- [Work required]: From the listing, collect all lines containing the word "target".

- [Exercise materials]:
★ ★ ★
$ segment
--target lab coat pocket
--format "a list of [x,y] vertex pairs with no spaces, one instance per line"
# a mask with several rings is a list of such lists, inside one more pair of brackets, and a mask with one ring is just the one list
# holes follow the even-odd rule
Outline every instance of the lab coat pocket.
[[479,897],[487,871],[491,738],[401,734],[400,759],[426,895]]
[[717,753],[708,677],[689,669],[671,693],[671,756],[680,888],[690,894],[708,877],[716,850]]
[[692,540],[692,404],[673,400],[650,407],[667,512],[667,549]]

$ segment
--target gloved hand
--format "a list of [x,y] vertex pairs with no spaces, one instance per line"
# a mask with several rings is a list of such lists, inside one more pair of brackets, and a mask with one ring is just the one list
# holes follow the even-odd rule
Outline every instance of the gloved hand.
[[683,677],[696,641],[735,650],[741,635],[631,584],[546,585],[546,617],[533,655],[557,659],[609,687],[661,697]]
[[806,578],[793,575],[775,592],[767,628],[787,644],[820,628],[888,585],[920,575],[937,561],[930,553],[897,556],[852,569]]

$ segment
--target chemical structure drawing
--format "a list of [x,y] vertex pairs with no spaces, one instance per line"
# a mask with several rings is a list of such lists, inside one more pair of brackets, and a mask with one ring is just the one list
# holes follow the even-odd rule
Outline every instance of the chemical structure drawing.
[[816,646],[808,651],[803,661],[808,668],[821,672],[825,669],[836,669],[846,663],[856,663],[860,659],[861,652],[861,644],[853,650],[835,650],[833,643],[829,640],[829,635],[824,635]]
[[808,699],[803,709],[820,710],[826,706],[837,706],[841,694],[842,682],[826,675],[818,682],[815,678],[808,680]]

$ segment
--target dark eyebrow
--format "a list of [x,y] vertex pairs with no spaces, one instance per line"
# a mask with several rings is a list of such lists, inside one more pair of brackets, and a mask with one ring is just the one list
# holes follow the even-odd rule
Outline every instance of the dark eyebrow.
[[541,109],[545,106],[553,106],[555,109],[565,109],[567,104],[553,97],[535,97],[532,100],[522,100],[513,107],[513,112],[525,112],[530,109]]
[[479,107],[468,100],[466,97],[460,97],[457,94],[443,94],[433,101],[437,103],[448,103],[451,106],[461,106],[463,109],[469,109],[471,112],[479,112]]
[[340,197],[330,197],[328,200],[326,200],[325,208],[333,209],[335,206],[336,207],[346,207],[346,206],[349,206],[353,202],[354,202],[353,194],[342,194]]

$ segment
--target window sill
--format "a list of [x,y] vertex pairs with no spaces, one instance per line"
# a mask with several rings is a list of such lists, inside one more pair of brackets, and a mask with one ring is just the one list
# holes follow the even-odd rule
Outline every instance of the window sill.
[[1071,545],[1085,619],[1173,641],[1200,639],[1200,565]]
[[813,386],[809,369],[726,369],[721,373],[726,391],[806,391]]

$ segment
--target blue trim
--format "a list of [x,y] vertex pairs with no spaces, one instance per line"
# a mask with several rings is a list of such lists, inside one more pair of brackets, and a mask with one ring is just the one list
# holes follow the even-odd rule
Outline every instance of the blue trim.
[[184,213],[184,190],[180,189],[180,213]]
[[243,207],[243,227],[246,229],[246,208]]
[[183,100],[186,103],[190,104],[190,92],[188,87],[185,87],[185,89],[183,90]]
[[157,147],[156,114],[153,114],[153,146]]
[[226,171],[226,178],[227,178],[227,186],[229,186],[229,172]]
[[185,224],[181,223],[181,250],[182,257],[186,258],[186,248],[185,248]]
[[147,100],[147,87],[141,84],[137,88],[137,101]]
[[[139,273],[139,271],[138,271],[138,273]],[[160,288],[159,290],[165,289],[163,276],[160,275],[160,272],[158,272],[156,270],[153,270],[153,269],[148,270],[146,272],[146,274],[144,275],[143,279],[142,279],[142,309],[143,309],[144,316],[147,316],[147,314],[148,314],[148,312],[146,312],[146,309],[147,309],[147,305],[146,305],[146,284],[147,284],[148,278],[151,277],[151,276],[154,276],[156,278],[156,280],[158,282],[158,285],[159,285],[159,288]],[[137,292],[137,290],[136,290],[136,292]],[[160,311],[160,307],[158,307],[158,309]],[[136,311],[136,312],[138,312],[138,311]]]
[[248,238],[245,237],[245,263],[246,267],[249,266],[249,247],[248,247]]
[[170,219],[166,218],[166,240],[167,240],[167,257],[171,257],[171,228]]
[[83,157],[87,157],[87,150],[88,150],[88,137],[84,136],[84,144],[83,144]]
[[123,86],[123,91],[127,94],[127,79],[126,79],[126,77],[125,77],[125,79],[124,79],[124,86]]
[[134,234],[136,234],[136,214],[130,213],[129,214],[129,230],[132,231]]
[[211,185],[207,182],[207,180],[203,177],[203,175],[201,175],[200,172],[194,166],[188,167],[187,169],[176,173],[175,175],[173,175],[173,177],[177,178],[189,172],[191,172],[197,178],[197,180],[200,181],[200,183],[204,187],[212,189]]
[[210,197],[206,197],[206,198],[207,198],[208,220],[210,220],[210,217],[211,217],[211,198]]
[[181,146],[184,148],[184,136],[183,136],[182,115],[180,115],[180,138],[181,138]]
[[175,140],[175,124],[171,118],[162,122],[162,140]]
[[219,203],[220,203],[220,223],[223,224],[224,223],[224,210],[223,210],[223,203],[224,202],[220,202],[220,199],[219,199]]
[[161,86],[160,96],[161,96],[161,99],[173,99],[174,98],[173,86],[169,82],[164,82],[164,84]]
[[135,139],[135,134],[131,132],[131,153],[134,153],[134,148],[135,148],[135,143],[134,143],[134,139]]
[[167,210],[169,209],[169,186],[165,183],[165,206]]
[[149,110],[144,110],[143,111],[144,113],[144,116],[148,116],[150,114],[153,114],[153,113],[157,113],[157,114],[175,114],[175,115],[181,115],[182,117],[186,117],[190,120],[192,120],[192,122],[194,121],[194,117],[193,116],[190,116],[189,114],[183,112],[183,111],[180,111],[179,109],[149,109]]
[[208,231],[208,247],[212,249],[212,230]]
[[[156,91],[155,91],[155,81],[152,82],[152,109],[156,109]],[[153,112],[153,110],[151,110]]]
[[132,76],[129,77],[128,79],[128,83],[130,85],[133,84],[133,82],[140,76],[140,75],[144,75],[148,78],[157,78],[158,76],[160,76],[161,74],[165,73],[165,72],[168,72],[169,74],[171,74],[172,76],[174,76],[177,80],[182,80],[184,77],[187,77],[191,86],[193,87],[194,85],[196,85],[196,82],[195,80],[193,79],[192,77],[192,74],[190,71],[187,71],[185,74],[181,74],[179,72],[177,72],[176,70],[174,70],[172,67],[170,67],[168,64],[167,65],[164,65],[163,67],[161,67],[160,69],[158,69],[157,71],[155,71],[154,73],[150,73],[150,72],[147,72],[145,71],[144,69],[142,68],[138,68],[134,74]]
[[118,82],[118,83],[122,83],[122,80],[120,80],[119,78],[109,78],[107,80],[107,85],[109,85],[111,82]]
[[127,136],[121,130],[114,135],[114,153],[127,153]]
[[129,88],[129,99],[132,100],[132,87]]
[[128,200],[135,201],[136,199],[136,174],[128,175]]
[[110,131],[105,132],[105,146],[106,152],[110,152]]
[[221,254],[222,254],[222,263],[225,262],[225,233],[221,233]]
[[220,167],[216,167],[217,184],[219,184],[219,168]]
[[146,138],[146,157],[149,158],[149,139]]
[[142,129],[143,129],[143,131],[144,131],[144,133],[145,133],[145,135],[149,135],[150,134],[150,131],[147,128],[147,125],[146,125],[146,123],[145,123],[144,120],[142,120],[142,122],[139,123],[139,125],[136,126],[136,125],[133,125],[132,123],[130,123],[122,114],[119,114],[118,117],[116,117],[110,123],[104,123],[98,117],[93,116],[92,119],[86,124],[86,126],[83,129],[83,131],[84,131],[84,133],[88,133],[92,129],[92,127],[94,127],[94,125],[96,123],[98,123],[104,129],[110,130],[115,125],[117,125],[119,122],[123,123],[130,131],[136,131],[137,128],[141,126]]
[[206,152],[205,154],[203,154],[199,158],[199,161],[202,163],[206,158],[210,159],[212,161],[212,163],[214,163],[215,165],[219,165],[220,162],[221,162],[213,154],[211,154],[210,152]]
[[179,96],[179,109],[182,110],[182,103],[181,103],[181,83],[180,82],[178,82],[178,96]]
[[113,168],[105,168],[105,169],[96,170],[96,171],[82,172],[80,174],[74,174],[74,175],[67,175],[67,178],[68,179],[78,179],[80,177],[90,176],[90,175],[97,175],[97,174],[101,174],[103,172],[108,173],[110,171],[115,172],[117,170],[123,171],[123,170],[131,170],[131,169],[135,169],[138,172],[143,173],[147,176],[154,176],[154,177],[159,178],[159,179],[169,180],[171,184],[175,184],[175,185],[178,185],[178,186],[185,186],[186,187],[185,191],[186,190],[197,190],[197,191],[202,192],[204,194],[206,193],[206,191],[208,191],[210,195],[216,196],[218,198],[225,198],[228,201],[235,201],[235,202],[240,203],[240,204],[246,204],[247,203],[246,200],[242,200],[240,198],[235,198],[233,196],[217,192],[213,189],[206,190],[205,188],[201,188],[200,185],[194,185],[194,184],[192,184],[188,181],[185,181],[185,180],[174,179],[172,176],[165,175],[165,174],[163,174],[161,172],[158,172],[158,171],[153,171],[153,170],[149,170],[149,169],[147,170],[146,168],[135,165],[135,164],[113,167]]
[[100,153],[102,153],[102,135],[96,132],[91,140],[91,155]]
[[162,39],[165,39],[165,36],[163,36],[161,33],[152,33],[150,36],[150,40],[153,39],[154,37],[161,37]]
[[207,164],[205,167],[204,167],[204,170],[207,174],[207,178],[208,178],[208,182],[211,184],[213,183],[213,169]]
★ ★ ★
- [Answer to this problem]:
--target lab coat pocket
--target gloved hand
--target chemical structure drawing
--target dark eyebrow
--target window sill
--target blue trim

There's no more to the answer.